● **Stated task**
Copy the lines word for word, starting with the very first line and ending after the line that contains "Outlines of the silver".

[Contour annotation records]

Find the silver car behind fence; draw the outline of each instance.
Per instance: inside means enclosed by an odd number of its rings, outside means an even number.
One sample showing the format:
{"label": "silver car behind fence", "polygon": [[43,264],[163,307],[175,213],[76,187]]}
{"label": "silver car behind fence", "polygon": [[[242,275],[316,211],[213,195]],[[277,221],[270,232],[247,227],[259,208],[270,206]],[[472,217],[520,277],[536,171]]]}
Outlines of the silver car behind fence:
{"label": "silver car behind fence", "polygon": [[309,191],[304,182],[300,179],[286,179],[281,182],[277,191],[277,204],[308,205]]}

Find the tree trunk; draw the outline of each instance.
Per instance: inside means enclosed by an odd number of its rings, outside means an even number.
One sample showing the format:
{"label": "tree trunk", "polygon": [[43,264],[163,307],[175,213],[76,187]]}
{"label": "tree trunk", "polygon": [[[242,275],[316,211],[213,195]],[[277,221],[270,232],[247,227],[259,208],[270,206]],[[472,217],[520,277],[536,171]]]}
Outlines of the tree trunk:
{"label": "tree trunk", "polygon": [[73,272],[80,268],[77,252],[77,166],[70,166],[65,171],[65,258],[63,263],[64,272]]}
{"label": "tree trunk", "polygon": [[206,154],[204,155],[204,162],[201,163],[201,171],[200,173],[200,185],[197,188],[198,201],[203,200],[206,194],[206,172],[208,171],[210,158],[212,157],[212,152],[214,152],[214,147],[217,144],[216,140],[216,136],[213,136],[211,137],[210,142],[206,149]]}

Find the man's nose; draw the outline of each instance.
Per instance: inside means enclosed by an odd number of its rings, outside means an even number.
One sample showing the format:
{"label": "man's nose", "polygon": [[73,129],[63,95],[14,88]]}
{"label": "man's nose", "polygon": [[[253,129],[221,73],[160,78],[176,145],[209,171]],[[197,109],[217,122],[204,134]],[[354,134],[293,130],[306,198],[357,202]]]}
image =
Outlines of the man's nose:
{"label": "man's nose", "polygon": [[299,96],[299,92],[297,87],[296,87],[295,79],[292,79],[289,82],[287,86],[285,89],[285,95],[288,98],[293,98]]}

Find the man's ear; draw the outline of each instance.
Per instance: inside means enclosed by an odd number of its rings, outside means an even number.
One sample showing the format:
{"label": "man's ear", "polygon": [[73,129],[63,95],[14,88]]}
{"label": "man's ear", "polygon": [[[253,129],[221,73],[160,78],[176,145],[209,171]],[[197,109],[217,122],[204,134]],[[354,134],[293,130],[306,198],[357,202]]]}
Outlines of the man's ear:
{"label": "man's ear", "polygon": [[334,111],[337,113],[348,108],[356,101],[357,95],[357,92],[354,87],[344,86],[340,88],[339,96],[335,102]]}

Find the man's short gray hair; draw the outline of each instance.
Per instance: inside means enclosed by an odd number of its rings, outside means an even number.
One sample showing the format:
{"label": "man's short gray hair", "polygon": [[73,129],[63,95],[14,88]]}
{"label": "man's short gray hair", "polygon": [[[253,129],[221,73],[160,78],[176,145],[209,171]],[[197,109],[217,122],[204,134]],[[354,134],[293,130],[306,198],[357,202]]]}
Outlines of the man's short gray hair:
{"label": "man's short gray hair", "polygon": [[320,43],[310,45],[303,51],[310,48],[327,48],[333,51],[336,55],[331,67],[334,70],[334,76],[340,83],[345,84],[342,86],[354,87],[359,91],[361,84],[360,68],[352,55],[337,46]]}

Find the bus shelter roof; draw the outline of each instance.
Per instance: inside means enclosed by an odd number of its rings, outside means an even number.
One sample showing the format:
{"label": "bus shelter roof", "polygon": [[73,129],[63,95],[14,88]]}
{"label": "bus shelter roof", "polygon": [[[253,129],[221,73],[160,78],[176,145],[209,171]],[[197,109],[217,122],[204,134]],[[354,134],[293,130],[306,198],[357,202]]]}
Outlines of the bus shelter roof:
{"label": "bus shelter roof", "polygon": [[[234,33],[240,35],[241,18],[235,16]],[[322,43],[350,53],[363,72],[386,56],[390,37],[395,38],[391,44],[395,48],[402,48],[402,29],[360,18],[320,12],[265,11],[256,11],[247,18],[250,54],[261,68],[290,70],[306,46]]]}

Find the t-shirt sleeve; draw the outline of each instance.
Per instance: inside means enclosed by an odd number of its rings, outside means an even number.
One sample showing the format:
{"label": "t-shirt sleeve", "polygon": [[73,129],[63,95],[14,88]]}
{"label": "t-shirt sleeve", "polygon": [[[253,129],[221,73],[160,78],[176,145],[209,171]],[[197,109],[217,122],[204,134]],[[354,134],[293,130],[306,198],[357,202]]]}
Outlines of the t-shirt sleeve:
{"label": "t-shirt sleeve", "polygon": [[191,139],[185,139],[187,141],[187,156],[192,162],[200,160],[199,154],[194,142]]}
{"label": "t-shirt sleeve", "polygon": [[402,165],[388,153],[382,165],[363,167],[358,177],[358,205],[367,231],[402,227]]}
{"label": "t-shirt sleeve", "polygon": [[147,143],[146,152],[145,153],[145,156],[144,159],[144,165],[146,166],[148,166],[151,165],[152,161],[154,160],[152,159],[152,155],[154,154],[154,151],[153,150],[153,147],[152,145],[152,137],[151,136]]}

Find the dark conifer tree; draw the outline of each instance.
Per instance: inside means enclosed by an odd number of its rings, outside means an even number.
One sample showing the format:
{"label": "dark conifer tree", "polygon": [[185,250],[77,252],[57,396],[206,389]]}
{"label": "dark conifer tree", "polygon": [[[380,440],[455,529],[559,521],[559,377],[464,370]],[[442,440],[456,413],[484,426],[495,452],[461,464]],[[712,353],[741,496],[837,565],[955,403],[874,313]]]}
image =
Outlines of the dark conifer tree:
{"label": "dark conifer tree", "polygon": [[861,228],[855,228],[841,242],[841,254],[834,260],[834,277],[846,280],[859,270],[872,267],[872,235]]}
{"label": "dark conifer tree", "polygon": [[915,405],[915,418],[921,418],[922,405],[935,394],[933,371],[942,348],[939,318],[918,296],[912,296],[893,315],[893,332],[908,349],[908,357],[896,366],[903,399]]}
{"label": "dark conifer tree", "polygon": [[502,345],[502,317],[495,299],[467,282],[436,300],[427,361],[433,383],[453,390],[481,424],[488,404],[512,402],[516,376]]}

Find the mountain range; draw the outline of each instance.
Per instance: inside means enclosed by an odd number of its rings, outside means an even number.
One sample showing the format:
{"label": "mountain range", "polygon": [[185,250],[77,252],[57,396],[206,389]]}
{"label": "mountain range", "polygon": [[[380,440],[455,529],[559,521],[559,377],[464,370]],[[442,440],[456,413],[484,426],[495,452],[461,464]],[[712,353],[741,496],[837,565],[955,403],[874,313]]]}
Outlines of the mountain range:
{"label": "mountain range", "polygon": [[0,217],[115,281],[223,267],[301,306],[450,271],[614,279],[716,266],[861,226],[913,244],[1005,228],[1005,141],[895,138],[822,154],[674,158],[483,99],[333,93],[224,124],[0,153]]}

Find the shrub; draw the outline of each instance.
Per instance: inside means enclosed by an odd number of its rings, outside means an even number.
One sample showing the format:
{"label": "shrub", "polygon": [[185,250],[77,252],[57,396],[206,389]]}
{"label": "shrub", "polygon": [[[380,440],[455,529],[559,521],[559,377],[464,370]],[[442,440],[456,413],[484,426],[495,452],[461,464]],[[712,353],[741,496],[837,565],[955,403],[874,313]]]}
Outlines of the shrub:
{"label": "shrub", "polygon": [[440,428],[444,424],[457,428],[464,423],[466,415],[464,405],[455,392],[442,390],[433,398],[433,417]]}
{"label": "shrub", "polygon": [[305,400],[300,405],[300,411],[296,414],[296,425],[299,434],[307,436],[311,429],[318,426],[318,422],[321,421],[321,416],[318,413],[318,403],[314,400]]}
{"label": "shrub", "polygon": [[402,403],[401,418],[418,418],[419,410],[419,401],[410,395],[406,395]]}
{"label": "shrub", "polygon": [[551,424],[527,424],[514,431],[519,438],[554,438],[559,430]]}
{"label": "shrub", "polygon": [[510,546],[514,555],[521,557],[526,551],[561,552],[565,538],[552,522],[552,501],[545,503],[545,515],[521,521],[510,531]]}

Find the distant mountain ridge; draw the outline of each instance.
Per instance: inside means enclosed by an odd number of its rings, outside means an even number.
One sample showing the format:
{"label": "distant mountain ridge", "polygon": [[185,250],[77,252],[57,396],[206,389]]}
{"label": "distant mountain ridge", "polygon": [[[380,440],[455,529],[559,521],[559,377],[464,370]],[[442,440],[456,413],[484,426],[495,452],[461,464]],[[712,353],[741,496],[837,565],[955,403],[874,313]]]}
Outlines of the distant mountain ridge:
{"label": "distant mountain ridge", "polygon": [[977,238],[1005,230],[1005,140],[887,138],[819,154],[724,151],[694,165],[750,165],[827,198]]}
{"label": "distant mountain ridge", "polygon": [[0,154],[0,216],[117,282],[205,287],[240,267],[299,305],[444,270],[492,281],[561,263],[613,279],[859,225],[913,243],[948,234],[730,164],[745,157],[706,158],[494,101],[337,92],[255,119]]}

● **Solution for this problem**
Find the silver car behind fence; draw the outline of each instance.
Per instance: inside means enclosed by an odd number of its rings, outside means an even number.
One sample showing the format:
{"label": "silver car behind fence", "polygon": [[43,264],[163,307],[175,213],[76,187]]}
{"label": "silver car behind fence", "polygon": [[[242,275],[316,211],[213,195]],[[277,221],[270,232],[247,227],[259,208],[270,206]],[[472,217],[520,277],[536,171]]]}
Outlines of the silver car behind fence:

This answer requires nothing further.